Answer these questions from the Permian pipeline transcript:
1. According to Kim Allen Dang, what does Sital mean when he says the market is growing, and why?
2. Which year's Permian gas egress does Jeremy Tonet say looks like déjà vu all over again?
3. Which project does Sital Mody say they still aren't prepared to sanction?

## EXCERPTED TEXT:
___
Kim Allen Dang (CEO)
Yeah, and I'd say the other thing, Jeremy, when Sital says the market's growing, we don't expect some big growth in crude. He's really talking about the NGLs and the gas because of the increase in GOR.
Sital Mody (President of Natural Gas Pipelines)
That's right.
Jeremy Tonet (Research Analyst and Managing Director)
Got it. Okay, and maybe just pivoting when talking about a highly competitive market as far as Permian natural gas egress is concerned. Just wondering, any updated thoughts you could provide with regards to the potential for brownfield expansion, be it through GCX expanding or a greenfield as well, getting to a different market, or even the potential to market a joint solution at the same time? Just wondering how you see this market evolving, given that 2026 Permian gas egress looks like déjà vu all over again.
Sital Mody (President of Natural Gas Pipelines)
Yeah. Look, good question, and question du jour. You know, unfortunately, I don't have a different answer for you this time. You know, we still aren't prepared to sanction the GCX project, still in discussions with our customers on the broader Permian egress opportunity. You know, we've been, you know, as I said, pursuing opportunity. We don't have anything firmed up. There is. It's a competitive space. We are open to all sorts of structures on that front and are willing to consider what's best for the basin.
___
## RECORD EXTRACTS:
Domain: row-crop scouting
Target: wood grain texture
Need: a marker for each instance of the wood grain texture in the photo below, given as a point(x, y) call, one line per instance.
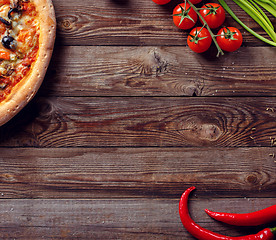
point(115, 219)
point(130, 23)
point(159, 71)
point(83, 173)
point(143, 122)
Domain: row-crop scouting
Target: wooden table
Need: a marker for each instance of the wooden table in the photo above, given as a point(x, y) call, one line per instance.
point(127, 118)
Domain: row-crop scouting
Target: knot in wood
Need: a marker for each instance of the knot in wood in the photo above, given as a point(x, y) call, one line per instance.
point(66, 24)
point(252, 179)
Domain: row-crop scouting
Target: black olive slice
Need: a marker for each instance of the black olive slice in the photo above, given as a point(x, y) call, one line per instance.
point(8, 42)
point(13, 10)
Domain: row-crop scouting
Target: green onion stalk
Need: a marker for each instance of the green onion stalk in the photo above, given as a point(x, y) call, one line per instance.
point(254, 9)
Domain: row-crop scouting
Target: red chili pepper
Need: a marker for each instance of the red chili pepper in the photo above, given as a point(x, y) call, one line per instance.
point(246, 219)
point(204, 234)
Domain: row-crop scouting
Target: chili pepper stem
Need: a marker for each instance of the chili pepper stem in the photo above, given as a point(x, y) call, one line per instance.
point(208, 28)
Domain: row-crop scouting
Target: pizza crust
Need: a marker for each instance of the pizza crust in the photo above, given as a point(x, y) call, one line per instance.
point(25, 90)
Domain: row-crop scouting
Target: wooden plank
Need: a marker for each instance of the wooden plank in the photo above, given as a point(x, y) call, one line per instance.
point(130, 23)
point(159, 71)
point(143, 122)
point(115, 219)
point(136, 172)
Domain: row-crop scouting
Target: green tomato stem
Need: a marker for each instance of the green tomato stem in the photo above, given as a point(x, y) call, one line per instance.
point(208, 28)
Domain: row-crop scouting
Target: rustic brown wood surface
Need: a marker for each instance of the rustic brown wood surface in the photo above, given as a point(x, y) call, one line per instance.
point(127, 118)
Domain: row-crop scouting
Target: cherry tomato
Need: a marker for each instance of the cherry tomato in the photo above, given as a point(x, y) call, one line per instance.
point(195, 1)
point(161, 2)
point(213, 14)
point(184, 16)
point(199, 39)
point(229, 39)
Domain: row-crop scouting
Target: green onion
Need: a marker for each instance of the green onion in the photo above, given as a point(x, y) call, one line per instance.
point(254, 12)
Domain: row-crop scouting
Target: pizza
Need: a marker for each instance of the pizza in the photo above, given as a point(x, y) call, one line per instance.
point(27, 31)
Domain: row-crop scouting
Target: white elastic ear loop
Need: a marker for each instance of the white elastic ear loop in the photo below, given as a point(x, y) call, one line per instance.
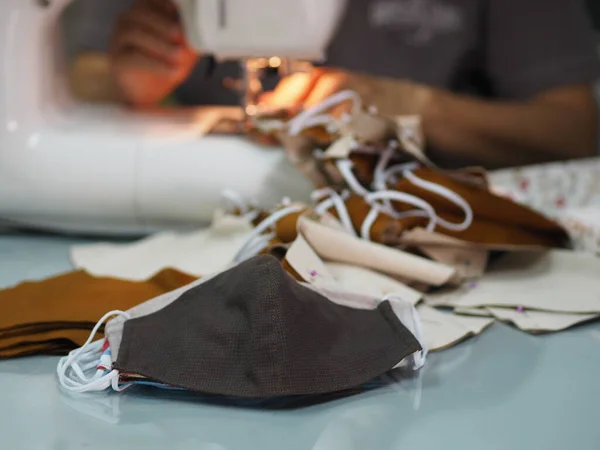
point(411, 320)
point(449, 195)
point(345, 168)
point(333, 199)
point(299, 123)
point(256, 238)
point(453, 197)
point(409, 199)
point(246, 208)
point(75, 380)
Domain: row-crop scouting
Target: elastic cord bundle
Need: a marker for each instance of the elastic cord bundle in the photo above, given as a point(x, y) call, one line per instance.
point(89, 367)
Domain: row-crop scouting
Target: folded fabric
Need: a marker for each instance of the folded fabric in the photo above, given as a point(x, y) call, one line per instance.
point(530, 320)
point(57, 314)
point(555, 281)
point(442, 330)
point(197, 253)
point(301, 342)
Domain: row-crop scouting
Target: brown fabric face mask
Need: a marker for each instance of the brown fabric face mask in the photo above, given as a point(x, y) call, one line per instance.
point(57, 314)
point(253, 331)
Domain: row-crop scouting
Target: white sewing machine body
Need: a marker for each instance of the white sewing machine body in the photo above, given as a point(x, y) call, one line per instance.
point(72, 167)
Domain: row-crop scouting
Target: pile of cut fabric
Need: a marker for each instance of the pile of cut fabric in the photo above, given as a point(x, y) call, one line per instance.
point(393, 258)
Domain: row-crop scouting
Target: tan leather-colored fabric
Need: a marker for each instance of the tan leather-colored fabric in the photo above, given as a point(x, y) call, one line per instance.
point(65, 308)
point(498, 221)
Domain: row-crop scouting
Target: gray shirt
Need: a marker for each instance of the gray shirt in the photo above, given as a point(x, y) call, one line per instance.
point(507, 49)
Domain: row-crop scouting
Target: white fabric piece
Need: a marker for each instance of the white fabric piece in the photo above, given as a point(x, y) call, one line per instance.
point(442, 330)
point(528, 320)
point(554, 281)
point(360, 280)
point(196, 253)
point(477, 312)
point(540, 321)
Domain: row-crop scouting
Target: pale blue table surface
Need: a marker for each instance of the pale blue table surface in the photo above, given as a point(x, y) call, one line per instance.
point(502, 390)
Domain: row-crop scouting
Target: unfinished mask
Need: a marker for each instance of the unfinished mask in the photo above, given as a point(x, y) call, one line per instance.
point(254, 332)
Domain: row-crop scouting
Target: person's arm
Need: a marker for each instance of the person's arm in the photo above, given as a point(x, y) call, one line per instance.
point(133, 52)
point(556, 125)
point(87, 31)
point(542, 58)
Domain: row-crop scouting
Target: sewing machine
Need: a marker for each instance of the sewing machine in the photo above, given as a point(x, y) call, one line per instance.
point(68, 166)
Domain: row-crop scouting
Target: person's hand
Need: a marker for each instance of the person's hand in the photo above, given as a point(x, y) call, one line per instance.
point(149, 54)
point(390, 96)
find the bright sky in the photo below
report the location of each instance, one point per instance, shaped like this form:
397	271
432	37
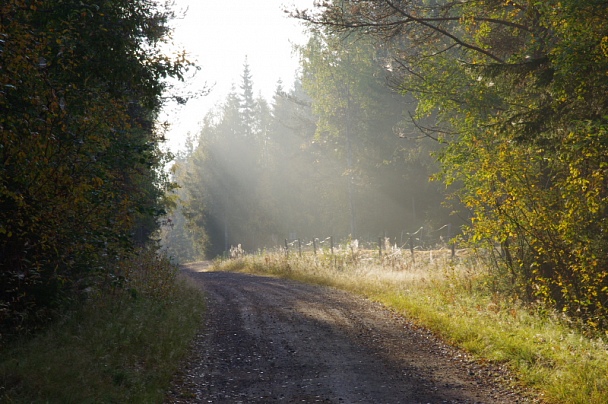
___
## CORRECT RESULT:
1. He's really talking about the NGLs and the gas, not crude, because of the increase in GOR.
2. 2026.
3. The GCX project.